• _Supplied text_:
+--

While the flyers can largely ignore this, one quickly realizes that it becomes very hard to advance with the bus here. Furthermore, the flyers cannot really head for the juicy stuff because the threat arcs deny them the opportunity. In a nutshell, the flyers rely on isolating the Sphinxes with support from the bus (static resolution is super-important here) and this deployment makes that very hard. Despite having high magic and thus access to Soul Quench, even with RBT support I cannot reliably kill enough fast cav quick enough to make this possible. The mistake here was not deploying in a skewed manner (see the Empire case study), which allowed his blockers to achieve him victory. Correctly assessing the matchup I should`ve seen this and deployed differently.

The case study above highlights a typical pitfall for these lists: Their speed and hitting power lure you into thinking it`s all about a head-on charge hitting hard and fast. Unfortunately (or perhaps I should say luckily?), Warhammer isn`t that simple. A skewed deployment is often favourable for a Powerplay list, simply because it allows the cavalry to capitalize even further on its movement advantages: By hitting a corner the opponent has to cover a lot more ground to set up a decent, defensible position, whereas hitting him straight in the middle of his battle line allows him to envelope the advancing forces a lot easier. See the Empire case study for how hard it was for his Demigryphs to make a difference here. Furthermore, if you have an infantry element in your list, a wide flanking manoevre from the cavalry creates lots of space and board control, as well as mitigating the speed differences.

+--

• _Given entries_:
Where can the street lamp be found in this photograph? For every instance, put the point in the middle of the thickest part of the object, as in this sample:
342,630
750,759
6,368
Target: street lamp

+--

• _Stated goal_:
Answer these from the Warhammer deployment text:
1. High magic gives access to which spell?
2. What kind of deployment is often favourable for a Powerplay list?
3. In the Empire case study, whose units found it hard to make a difference?

• _Written answer_:
1. Soul Quench
2. A skewed deployment
3. His Demigryphs